[Stored items from a collection]

○ ○ ○ ○

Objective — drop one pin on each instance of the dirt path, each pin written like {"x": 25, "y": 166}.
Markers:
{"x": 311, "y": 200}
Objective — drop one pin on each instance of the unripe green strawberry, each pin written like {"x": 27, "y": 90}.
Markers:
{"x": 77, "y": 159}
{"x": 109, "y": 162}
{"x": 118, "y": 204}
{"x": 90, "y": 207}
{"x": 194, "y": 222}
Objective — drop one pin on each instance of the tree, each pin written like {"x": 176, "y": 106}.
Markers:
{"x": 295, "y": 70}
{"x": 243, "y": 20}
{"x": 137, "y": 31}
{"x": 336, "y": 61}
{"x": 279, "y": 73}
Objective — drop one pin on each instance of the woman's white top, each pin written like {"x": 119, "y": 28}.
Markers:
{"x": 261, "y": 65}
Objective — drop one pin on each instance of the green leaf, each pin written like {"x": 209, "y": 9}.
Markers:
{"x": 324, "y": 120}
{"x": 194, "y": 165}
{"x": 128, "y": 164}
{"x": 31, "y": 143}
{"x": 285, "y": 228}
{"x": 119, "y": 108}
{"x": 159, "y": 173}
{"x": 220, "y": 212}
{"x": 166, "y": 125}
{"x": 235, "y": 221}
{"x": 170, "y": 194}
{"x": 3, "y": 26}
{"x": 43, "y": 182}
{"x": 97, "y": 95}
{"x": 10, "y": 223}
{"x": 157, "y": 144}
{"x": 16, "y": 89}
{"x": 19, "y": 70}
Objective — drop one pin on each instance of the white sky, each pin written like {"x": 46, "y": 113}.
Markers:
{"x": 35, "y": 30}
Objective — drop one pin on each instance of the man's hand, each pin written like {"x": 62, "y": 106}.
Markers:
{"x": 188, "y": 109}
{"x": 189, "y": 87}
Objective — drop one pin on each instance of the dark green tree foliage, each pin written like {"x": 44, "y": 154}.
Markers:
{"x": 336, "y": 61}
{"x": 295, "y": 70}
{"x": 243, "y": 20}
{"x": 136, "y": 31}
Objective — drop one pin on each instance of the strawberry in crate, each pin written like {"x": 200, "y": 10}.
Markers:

○ ○ ○ ○

*Instructions for the task*
Scan the records above and report every line with the string "tree".

*Solution to the exercise*
Objective — drop one pin on each instance of the tree, each pin written like {"x": 176, "y": 106}.
Objective — drop one pin on each instance of the dark green tree foliage, each pin written like {"x": 44, "y": 154}.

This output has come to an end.